[Start of Attachment]

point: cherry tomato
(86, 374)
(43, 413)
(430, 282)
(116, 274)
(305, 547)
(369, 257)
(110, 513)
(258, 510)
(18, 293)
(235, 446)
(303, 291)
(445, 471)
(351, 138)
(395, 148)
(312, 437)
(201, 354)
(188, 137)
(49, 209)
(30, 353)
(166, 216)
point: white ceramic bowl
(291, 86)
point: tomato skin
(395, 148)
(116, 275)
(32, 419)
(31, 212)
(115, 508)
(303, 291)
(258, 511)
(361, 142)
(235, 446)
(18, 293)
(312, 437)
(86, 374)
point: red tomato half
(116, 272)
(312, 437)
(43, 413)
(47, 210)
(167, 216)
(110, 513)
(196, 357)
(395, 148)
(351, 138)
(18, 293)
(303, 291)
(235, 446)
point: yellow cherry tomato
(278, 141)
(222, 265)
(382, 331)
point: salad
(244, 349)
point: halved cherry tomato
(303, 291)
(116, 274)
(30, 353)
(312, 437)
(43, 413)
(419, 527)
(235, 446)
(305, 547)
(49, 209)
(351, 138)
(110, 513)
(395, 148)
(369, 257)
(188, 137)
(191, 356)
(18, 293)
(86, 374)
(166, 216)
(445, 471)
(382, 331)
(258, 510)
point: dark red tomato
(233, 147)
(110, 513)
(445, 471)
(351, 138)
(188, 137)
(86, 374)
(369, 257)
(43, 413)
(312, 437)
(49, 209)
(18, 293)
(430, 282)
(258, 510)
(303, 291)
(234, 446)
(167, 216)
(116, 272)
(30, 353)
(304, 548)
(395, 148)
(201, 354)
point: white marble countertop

[End of Attachment]

_TASK:_
Set down each entry again, exactly as written.

_WRITTEN ANSWER:_
point: cherry tomato
(86, 374)
(43, 413)
(430, 282)
(116, 274)
(305, 547)
(369, 257)
(110, 513)
(258, 510)
(18, 293)
(235, 446)
(303, 291)
(445, 471)
(351, 138)
(395, 148)
(312, 437)
(201, 354)
(188, 137)
(49, 209)
(30, 353)
(166, 216)
point: white ceramic bowl
(291, 86)
point: tomato skin
(395, 148)
(116, 275)
(32, 419)
(31, 212)
(115, 508)
(303, 291)
(258, 511)
(361, 142)
(235, 446)
(18, 293)
(312, 437)
(86, 374)
point: red tomato half
(116, 272)
(312, 437)
(43, 413)
(47, 210)
(167, 216)
(110, 513)
(196, 357)
(395, 148)
(351, 138)
(18, 293)
(303, 291)
(235, 446)
point: yellow cherry tomato
(278, 141)
(222, 265)
(382, 331)
point: salad
(244, 349)
point: halved cherry tomato
(303, 291)
(116, 274)
(30, 353)
(312, 437)
(43, 413)
(419, 527)
(235, 446)
(305, 547)
(49, 209)
(351, 138)
(110, 513)
(395, 148)
(369, 257)
(188, 137)
(191, 356)
(18, 293)
(86, 374)
(166, 216)
(445, 471)
(382, 331)
(258, 510)
point: dark red tomato
(233, 147)
(110, 513)
(445, 471)
(351, 138)
(188, 137)
(86, 374)
(369, 257)
(43, 413)
(312, 437)
(49, 209)
(18, 293)
(430, 282)
(258, 510)
(303, 291)
(234, 446)
(167, 216)
(116, 272)
(30, 353)
(304, 548)
(395, 148)
(201, 354)
point: white marble countertop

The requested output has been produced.